**PROMPT:** The full set of entries is to be returned word for word.

**SUPPLIED DATA:**

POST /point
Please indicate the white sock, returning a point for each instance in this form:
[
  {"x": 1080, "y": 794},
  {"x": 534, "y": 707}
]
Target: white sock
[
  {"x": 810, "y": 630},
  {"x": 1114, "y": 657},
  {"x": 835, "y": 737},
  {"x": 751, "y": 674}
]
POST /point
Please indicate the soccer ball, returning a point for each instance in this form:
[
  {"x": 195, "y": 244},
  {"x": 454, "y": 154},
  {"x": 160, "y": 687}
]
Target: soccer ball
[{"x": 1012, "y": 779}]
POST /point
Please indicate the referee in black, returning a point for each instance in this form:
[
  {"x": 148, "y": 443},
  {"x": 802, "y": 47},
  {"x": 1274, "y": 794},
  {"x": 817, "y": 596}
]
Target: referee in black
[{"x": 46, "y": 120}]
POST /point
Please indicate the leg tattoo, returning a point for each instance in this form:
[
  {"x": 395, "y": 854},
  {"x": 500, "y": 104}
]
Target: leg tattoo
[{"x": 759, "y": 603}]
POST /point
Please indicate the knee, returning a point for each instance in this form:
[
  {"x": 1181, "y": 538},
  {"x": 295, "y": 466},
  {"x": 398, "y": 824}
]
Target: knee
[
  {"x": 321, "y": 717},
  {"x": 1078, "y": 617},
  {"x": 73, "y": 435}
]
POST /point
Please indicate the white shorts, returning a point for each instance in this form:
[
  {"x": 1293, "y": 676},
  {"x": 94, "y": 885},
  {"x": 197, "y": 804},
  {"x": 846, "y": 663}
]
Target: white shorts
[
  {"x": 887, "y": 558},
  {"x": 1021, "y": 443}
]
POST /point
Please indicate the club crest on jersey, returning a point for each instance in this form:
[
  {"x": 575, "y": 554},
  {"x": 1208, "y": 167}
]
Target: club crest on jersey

**SOLUTION BELOW:**
POST /point
Please indicate the white sock, returning a point for each instance in this form:
[
  {"x": 1080, "y": 794},
  {"x": 534, "y": 707}
]
Target: white sock
[
  {"x": 810, "y": 630},
  {"x": 1114, "y": 657},
  {"x": 835, "y": 737},
  {"x": 751, "y": 674}
]
POST /point
Please indicate the soccer ball, returning a point for each instance in this form:
[
  {"x": 195, "y": 244},
  {"x": 454, "y": 154},
  {"x": 160, "y": 687}
]
Target: soccer ball
[{"x": 1012, "y": 779}]
POST /point
Please indicate the referee in black, returning a point for each instance in this form:
[
  {"x": 148, "y": 443},
  {"x": 802, "y": 47},
  {"x": 1274, "y": 794},
  {"x": 817, "y": 596}
]
Target: referee in black
[{"x": 46, "y": 120}]
POST /point
Please indicate the leg tattoo, returning a point for each instance in this form:
[
  {"x": 395, "y": 854},
  {"x": 500, "y": 104}
]
Target: leg tattoo
[{"x": 759, "y": 603}]
POST /point
Please indicate the knee, returning a point for each instance in this form:
[
  {"x": 1181, "y": 538},
  {"x": 295, "y": 466},
  {"x": 398, "y": 824}
]
Target: knee
[
  {"x": 321, "y": 717},
  {"x": 1078, "y": 617},
  {"x": 73, "y": 435}
]
POST /point
Please indicate the white shorts, returning a point for each instance in this form:
[
  {"x": 1293, "y": 676},
  {"x": 94, "y": 885},
  {"x": 197, "y": 804},
  {"x": 846, "y": 663}
]
Target: white shorts
[
  {"x": 887, "y": 558},
  {"x": 1021, "y": 443}
]
POST /point
Please indicate the club crest on jersey, returning a point for each instance in this form:
[
  {"x": 575, "y": 554},
  {"x": 1208, "y": 167}
]
Target: club crest on jersey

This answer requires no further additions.